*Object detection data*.
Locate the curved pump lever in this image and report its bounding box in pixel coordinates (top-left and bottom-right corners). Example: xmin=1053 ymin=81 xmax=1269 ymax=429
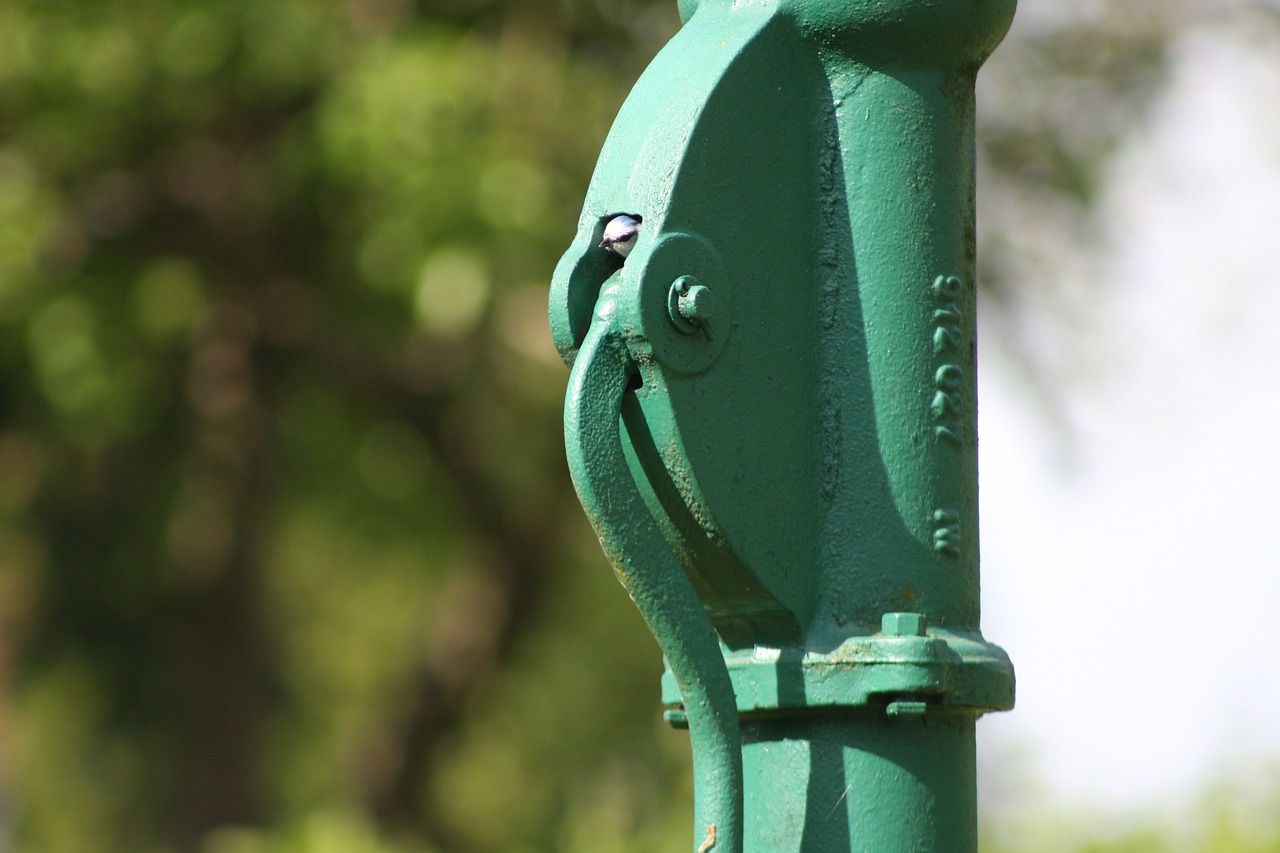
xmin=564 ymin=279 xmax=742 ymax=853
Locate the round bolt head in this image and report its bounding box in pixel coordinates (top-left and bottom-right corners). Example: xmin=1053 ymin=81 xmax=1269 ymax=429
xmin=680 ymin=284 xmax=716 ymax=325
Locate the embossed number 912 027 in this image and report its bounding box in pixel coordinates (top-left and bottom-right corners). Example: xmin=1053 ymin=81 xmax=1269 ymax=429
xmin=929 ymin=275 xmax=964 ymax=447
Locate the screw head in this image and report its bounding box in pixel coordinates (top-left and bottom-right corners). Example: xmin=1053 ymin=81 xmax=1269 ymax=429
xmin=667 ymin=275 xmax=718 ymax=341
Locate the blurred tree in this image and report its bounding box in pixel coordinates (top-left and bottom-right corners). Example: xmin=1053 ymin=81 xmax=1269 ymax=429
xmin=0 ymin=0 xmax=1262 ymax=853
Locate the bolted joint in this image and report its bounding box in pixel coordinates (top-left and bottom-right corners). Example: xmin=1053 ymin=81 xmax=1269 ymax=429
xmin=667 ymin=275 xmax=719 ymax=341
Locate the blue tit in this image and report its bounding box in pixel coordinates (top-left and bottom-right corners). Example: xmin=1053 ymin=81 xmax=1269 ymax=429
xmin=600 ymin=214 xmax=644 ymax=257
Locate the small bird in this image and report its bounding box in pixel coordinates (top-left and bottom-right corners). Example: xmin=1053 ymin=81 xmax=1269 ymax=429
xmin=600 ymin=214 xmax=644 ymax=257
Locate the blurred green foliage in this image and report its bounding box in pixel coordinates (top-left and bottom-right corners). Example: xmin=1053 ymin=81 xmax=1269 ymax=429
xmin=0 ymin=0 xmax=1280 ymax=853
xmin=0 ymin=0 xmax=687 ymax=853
--
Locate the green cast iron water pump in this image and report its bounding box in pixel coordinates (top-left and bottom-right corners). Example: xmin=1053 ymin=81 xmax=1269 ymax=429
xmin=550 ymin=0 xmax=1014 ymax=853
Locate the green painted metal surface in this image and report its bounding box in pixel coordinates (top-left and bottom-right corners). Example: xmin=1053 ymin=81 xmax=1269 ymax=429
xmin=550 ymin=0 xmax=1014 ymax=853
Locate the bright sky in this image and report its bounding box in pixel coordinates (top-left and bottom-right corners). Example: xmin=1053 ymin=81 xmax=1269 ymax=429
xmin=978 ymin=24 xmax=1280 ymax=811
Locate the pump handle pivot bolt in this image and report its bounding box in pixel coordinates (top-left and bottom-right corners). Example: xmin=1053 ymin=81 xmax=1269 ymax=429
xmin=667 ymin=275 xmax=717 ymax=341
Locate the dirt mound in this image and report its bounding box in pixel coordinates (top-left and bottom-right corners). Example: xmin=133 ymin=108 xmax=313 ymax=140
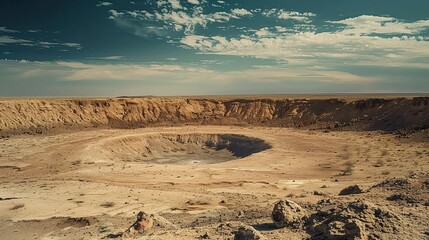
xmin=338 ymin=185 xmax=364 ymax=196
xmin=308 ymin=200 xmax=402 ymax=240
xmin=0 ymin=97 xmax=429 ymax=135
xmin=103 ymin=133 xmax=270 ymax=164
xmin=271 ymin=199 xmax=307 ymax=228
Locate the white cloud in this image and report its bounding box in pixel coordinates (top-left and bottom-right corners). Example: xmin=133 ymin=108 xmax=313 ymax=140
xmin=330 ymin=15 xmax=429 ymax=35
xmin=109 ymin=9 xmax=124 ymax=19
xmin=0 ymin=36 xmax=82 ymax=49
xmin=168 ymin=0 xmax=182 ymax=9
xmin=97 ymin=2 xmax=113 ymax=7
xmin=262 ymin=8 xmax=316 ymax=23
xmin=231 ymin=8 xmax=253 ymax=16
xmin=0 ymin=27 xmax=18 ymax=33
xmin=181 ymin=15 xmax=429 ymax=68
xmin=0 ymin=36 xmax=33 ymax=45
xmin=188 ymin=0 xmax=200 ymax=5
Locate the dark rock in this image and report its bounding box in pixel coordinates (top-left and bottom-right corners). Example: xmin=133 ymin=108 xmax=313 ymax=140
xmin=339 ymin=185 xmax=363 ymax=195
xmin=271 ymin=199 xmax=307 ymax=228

*Challenge*. Can you restate the data from the line with "Locate the curved" to the line with "xmin=680 ymin=284 xmax=716 ymax=325", changing "round" to "hexagonal", keeping everything else the same, and omitting the pictures?

*The answer*.
Locate the curved pump lever in this image and report its bounding box in pixel coordinates (top-left and bottom-right corners). Example: xmin=1053 ymin=81 xmax=1269 ymax=429
xmin=564 ymin=279 xmax=742 ymax=853
Locate the hexagonal bolt head in this image and report its bounding box in pixel coordinates (top-left and bottom-right corners). Example: xmin=1053 ymin=81 xmax=1269 ymax=429
xmin=680 ymin=284 xmax=716 ymax=325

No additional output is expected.